__TASK OBJECTIVE__:
Copy every one of the rows below word for word, with nothing changed.

Location labeling records:
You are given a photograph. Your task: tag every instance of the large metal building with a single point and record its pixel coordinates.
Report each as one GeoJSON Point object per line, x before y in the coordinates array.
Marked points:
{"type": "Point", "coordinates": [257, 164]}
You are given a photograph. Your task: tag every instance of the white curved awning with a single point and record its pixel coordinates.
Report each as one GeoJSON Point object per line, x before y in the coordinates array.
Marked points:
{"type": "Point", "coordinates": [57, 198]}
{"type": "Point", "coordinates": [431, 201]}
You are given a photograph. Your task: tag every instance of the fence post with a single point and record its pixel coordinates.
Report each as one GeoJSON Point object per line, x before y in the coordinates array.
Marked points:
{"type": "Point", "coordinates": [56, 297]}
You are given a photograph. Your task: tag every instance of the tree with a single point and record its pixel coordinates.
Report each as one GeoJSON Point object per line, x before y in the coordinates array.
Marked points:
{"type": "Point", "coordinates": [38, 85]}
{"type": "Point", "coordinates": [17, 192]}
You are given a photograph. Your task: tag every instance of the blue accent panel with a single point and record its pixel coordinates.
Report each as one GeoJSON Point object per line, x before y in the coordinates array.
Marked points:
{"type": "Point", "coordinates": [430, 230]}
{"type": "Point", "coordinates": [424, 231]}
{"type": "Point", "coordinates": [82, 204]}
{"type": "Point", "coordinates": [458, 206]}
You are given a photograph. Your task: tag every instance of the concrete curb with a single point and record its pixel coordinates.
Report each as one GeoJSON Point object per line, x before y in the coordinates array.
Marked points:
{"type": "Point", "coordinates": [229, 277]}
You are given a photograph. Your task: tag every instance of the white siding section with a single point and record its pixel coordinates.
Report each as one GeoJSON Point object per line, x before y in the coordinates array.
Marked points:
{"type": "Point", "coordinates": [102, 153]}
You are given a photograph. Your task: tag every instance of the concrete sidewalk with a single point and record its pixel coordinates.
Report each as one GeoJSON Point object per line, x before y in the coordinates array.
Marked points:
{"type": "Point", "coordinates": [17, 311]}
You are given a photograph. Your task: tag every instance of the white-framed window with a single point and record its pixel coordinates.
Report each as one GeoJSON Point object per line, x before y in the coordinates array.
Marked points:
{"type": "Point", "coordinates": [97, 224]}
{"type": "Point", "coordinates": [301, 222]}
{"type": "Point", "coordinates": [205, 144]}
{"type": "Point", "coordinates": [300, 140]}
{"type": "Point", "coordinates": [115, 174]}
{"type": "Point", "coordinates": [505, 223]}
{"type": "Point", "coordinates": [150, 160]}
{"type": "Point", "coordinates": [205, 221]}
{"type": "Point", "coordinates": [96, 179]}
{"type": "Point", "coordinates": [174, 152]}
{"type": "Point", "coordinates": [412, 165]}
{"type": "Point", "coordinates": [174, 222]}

__OUTPUT__:
You are given a photograph. Your task: tag every instance of the large metal building with a single point and record its pixel coordinates.
Report each as one GeoJSON Point object per line, x before y in the coordinates array.
Marked points:
{"type": "Point", "coordinates": [257, 164]}
You are given a photograph. Your task: tag every instance of the white curved awning with a single point and record its pixel coordinates.
Report each as one GeoJSON Point object per line, x before y in the coordinates array.
Marked points:
{"type": "Point", "coordinates": [57, 198]}
{"type": "Point", "coordinates": [431, 201]}
You are given a photograph. Your task: tag every instance of the fence post with a single point and record its pixel coordinates.
Report each as one GeoJSON Point object per line, x before y in the coordinates array.
Marked points:
{"type": "Point", "coordinates": [56, 297]}
You are given a photograph. Your task: tag every instance of the tree with a single point and record its pixel coordinates.
Report each as one GeoJSON Point object per line, x before y in the coordinates array.
Marked points:
{"type": "Point", "coordinates": [38, 85]}
{"type": "Point", "coordinates": [17, 192]}
You are given a photograph. Your task: tag every instance of the blue accent panel with a single point and record its pixel coordinates.
Report each as one GeoJSON Point object per line, x before y in the coordinates array.
Marked points:
{"type": "Point", "coordinates": [430, 230]}
{"type": "Point", "coordinates": [424, 231]}
{"type": "Point", "coordinates": [82, 204]}
{"type": "Point", "coordinates": [458, 206]}
You are given a photograph. Your task: tag every instance of the concrete curb with a single point and record its pixel coordinates.
Report each as one GeoJSON Point object per line, x before y in the coordinates array.
Marked points:
{"type": "Point", "coordinates": [229, 277]}
You are given a photograph. Your task: tag every instance of the white siding section with a single point and record its pixel coordinates.
Report each as one GeoJSON Point object per line, x before y in the coordinates array.
Marked points:
{"type": "Point", "coordinates": [102, 153]}
You are given a photograph. Your task: tag every instance of the concrete sidewalk with a single point and record its pixel coordinates.
Report each as one GeoJSON Point object per line, x before y in the coordinates array.
Marked points:
{"type": "Point", "coordinates": [17, 311]}
You are given a photograph. Your task: tag every instance of the white-framed window with a single point and record its pixel coordinates.
Report each as one GeoJSON Point object per line, x before y in the coordinates array.
Marked points:
{"type": "Point", "coordinates": [97, 224]}
{"type": "Point", "coordinates": [301, 222]}
{"type": "Point", "coordinates": [205, 144]}
{"type": "Point", "coordinates": [300, 140]}
{"type": "Point", "coordinates": [115, 174]}
{"type": "Point", "coordinates": [505, 223]}
{"type": "Point", "coordinates": [150, 160]}
{"type": "Point", "coordinates": [205, 221]}
{"type": "Point", "coordinates": [96, 179]}
{"type": "Point", "coordinates": [174, 152]}
{"type": "Point", "coordinates": [412, 165]}
{"type": "Point", "coordinates": [174, 222]}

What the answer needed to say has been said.